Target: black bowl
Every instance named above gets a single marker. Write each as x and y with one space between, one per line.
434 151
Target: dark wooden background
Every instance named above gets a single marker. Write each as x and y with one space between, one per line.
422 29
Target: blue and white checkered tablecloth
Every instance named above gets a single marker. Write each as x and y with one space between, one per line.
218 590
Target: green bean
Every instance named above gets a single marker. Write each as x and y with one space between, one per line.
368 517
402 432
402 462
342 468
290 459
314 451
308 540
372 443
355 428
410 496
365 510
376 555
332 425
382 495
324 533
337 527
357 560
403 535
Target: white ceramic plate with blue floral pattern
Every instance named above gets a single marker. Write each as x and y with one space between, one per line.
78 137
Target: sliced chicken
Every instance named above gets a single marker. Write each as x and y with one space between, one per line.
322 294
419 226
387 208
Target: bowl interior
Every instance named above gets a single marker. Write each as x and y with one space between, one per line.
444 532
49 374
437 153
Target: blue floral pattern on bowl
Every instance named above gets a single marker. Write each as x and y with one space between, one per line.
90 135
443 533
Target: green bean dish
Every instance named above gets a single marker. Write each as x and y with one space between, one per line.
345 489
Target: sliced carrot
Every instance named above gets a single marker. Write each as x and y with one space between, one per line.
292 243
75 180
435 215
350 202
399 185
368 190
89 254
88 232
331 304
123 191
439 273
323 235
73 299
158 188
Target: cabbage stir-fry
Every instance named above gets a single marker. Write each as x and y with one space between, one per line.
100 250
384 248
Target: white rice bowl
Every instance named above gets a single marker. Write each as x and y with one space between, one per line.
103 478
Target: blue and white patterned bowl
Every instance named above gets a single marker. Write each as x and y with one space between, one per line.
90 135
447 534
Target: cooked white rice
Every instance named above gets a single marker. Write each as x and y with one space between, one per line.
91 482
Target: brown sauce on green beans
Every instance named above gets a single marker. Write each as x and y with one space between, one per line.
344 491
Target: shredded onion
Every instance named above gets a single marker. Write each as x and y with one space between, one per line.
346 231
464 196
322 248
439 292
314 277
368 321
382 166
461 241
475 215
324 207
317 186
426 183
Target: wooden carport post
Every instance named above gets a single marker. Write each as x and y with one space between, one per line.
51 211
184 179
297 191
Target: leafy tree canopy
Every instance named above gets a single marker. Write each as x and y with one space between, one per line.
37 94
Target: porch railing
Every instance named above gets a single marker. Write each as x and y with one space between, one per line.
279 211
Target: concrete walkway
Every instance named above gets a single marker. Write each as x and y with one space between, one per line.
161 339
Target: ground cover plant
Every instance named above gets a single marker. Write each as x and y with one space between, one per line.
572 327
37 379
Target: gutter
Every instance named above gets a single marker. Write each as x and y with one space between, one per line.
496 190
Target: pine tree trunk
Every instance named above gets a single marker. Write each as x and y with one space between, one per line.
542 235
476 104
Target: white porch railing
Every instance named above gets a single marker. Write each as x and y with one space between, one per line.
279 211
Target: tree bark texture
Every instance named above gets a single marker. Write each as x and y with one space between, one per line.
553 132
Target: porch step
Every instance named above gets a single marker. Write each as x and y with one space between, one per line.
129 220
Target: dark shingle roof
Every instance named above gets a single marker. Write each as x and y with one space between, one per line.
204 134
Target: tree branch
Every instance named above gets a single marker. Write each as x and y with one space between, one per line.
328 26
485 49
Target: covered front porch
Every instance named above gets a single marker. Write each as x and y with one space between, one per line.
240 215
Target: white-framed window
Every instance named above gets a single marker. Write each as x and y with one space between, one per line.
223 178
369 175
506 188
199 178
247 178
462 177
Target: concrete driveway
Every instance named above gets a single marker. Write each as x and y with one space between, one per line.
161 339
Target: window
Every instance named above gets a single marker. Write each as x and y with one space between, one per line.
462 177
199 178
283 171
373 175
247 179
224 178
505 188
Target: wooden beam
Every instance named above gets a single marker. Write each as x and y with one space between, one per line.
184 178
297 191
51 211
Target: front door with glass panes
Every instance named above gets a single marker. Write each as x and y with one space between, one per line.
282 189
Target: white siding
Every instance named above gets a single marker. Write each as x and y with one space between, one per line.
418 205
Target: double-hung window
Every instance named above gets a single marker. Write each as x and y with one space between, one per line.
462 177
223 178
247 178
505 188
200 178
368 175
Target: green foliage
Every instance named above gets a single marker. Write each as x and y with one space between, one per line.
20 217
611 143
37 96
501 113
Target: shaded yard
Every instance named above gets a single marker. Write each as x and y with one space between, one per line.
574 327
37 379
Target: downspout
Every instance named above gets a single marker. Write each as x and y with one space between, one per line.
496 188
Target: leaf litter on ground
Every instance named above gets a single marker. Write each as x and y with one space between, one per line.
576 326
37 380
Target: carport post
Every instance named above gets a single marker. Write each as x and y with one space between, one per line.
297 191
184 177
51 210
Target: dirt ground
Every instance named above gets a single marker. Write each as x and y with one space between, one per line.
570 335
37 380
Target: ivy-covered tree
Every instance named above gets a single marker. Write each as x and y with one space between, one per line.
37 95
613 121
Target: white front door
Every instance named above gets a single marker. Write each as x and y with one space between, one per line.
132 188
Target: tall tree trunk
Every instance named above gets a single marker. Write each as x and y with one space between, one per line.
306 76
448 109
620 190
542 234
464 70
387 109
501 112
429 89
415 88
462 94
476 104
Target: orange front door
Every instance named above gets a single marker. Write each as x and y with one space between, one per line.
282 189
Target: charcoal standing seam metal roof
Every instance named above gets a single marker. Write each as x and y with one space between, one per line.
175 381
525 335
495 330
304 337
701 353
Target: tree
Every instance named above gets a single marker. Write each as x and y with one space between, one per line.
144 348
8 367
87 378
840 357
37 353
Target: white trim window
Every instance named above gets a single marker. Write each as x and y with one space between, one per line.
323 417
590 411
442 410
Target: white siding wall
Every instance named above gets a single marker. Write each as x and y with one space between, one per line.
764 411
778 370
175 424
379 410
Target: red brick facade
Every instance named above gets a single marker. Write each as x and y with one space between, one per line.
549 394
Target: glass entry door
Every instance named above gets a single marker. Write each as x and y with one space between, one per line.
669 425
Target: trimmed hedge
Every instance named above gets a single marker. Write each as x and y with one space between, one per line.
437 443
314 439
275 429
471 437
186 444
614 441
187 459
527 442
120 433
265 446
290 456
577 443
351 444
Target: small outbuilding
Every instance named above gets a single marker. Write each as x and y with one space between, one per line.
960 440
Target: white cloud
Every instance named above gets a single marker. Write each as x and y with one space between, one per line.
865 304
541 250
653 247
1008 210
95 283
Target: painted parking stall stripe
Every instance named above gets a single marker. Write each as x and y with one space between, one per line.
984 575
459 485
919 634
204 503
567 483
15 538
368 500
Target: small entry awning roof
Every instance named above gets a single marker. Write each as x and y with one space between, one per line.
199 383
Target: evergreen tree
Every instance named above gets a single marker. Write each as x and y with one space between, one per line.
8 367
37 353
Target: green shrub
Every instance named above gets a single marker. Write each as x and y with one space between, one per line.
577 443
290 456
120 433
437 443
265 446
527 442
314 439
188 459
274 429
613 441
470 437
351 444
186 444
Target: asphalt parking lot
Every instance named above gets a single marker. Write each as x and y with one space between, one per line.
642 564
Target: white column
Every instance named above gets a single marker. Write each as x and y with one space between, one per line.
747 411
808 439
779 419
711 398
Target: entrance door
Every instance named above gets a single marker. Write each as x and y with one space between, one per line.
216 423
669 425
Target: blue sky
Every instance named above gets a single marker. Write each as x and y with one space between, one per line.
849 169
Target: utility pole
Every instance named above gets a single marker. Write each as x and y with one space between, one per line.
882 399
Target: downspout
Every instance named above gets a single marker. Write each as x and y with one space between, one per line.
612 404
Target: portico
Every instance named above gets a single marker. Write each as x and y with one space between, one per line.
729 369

........

Problem:
Return each line of the data above verbatim.

Exercise response:
Target: black bowl
Every instance named above gets a single marker. Write each as x and y with one space between, one per line.
434 151
Target: dark wooden background
Every instance named above gets a single marker. Write each as x and y with one space between, one per line.
422 29
Target: blue and white checkered tablecloth
Every instance named above gets a single marker. Write each as x and y with one space between, one per line.
218 590
Target: green bean
Every instance named above gets a single marker. Write each as x and y with one space between, one per line.
368 517
402 432
402 462
342 468
290 459
314 451
308 540
372 443
355 428
410 496
365 510
376 555
332 425
382 495
324 533
337 527
357 560
403 535
Target: white ceramic plate with blue floral pattern
Every instance named above gets a single marker. Write each as x and y with one space between, one per line.
78 137
Target: sliced chicken
Every instance named above gets a single marker. Write each as x and y with one space between, one per line.
322 294
419 226
387 208
Target: bowl interior
Every instance named above gets a single marker. Write each as x and y with one space between, one per line.
444 532
49 374
437 153
Target: blue floral pattern on bowl
Every instance named above gets a single marker. Write each as x and y with one space between, one per line.
90 135
443 533
Target: green bean dish
Every instance named above gets a single marker. Write each as x and y with one space between, one per line.
345 489
Target: sliced carrot
Every instance named above gets a single marker. Write each as x and y with one space between, one per line.
292 243
75 180
435 215
350 202
399 185
368 190
89 254
88 232
331 304
123 191
439 273
323 235
73 299
158 188
Target: cabbage stir-fry
Every instance named above gets a single marker. Write each as x and y with one space between, one per line.
100 250
384 248
Target: white rice bowl
Every instance named above gets a single marker. Write each as x and y with one space between, one per line.
103 478
Target: blue and white patterned bowl
Every instance named above gets a single marker. Write each as x and y with one space between, one per line.
90 135
447 534
Target: cooked white rice
Every instance named above gets a single marker. Write each as x and y with one space between, one per line.
91 482
Target: brown sauce on green beans
Every instance named above gets a single marker. Write each as x and y with one space between, one per line.
344 491
Target: shredded onion
Every instance named above gets a single marker. Write each as x and y with one space between, one per line.
346 231
464 196
322 248
439 292
314 277
368 321
382 166
461 241
475 215
324 207
317 186
426 183
Target: wooden carport post
Every instance named above gets a single marker. Write each as x and y with one space between, one per line.
51 211
184 179
297 191
Target: leafy tree canopy
Every instance named above gets a single marker. Write each as x and y with one space between, one per line.
37 94
Target: porch railing
Every instance named above gets a single marker. Write each as x and y with one space between, one per line.
279 211
Target: concrete walkway
Every instance named above gets a single marker. Write each as x and y with one space between, one per line.
161 339
Target: ground cover plant
Every instance named above gets a single marker. Write each as x and y with one space between, one per line.
572 327
37 379
Target: gutter
Every instance named above gets a single marker. Write each as x and y with one space between, one per line.
496 190
Target: pine tree trunk
Every instance named above gets a single marker. Write each as x and y with one space between, one per line.
542 235
476 104
Target: white porch railing
Every instance named above gets a single marker. Write each as x and y with one space between, one per line.
279 211
Target: tree bark texture
Every instance named above gets a single marker. Write each as x and y with one space between, one per line.
553 132
Target: porch step
Every instance named above gets a single marker. Write each as x and y with one space between, one per line.
129 220
Target: dark shingle roof
Every instance named above gets a single marker. Write each as x and y with one space between, one per line.
204 134
Target: tree branch
Every instance named above gets a single marker. Write each as x and y with one space between, one per line.
328 26
485 49
Target: covered front porch
Every instance named above gets a single marker. Write each as x and y with one space between, one per line.
240 215
Target: white-framed window
Every instance named above gets a single marker. Write each as x and y with one space between, one per line.
223 178
369 175
506 188
199 178
247 178
462 177
Target: concrete driveway
Every instance named above gets a single marker. Write each as x and y with one space between, one per line.
161 339
Target: window
Every instance named above gets a single marker. Write each as x and y with one space between, one per line.
462 177
199 178
283 171
373 175
247 179
224 178
505 188
Target: wooden beam
Every instance named above gets a single marker. Write each as x and y with one space between, one per line.
184 178
297 191
51 211
Target: front door with glass panes
Every instance named above gets a single marker. Write each as x and y with one space between, one per line.
282 189
Target: white siding
Every instance named above gets a single marker. Write each as x and y with one space between, one per line.
418 205
Target: double-hung window
Every instance named above gets a single marker. Write each as x and y with one space between, one per line.
462 177
223 178
247 178
505 188
200 178
368 175
Target: green foliage
Every instance named above gets a single marker. Write each as x and y with one space between, one per line.
20 217
611 143
37 96
501 113
Target: shaded yard
Every instance named above gets a single marker. Write each as x and y with one space between, one per line.
574 327
37 379
Target: downspout
Every instance named above gets a single marker. Write each as x and y with one space between, one per line.
496 188
Target: leaf litter on ground
Every instance named above gets a single marker. Write each as x and y with one space between, one per line.
576 326
37 380
Target: carport post
Every instance named above gets a single marker. Write each as x and y with one space between, one per line.
297 191
184 177
51 210
Target: dirt ground
Every instance named above gets a single marker. Write each as x and y with one space between, one per line.
570 335
37 380
Target: ivy-covered tree
Every instance named above gets a single marker. Write each as x and y with one space between, one per line.
37 95
613 121
Target: white front door
Every instance named above gets a single marker. Write each as x and y with one space between, one per line.
132 188
Target: tall tree trunk
Every instance named above gets a single marker. Write each as x and y with one space between, one per line.
306 76
448 109
620 190
542 234
464 70
387 109
501 112
429 89
415 88
462 94
476 104
Target: orange front door
Every instance named above gets a single marker. Write each as x and y with one space between, one per line.
282 189
Target: charcoal standing seam metal roof
Every instance named above gets a single marker. Write each as x and y with one space between, one per line.
175 381
525 335
495 330
304 337
701 353
Target: tree
Every instance named above gets a single marker. Write each as x and y with one space between, one per line.
144 348
8 367
87 378
840 357
37 353
Target: white trim window
Every instance named above gets a single marker. Write each as x and y with one space between, one per line.
323 417
590 411
442 410
Target: white siding wall
Every instance named above gets a single marker. Write each as x and y with one space between, one per line.
764 411
778 370
175 424
379 410
Target: red brick facade
Every instance named above gets a single marker. Write each as x and y with one space between, one per line.
549 394
Target: glass entry door
Every instance named above gets a single marker. Write each as x and y with one space between, one per line.
669 425
Target: trimmed hedge
Every instance named above gets a single marker. Write each as x and y with one space between, one per line.
437 443
314 439
275 429
471 437
186 444
614 441
187 459
527 442
120 433
265 446
290 456
577 443
351 444
Target: small outbuilding
Every instance named above gets a single marker. Write each as x and y with one space between, one per line.
960 440
Target: white cloud
Every instance named above gets a single marker. Write each as x and y with one space between, one per line.
865 304
541 250
653 247
1008 210
95 283
Target: painted parking stall stripe
Every instance named above gets a single marker. Write each as x and y with one space between, one per line.
984 575
459 485
919 634
204 503
567 483
15 538
368 500
Target: small entry awning roof
Every instance named above gets a single marker. Write each as x and y with one space between, one per line.
199 383
Target: evergreen tree
Every instance named above gets a single marker. Write each as x and y with one space between, one per line.
8 367
37 353
Target: green shrub
Every instance named above gets a single marker. Write each as x and y with one space between, one per line.
577 443
290 456
120 433
437 443
265 446
527 442
314 439
188 459
274 429
613 441
470 437
351 444
186 444
Target: asphalt parking lot
Every instance named above gets a single marker. Write each as x and y with one space between, one per line.
642 564
Target: white column
Every instance named above gets a single marker. Write each as x and y with one space between, one per line.
747 411
808 439
779 419
711 398
Target: entrance door
Every instance named above gets a single marker. Write each as x and y with one space between, one per line.
216 423
669 425
Target: blue sky
Every instance named above gets a single marker. Write each as x and y with one space between, one per line.
849 169
Target: utility pole
Every instance named above gets a single marker. Write each as x and y with one space between, one per line.
882 399
Target: downspout
Every instance named above gets a single marker. Write each as x and y with one space between, one per line.
612 404
Target: portico
Every instance named above gets a single marker. Write each as x and y with one space between, one per line.
729 369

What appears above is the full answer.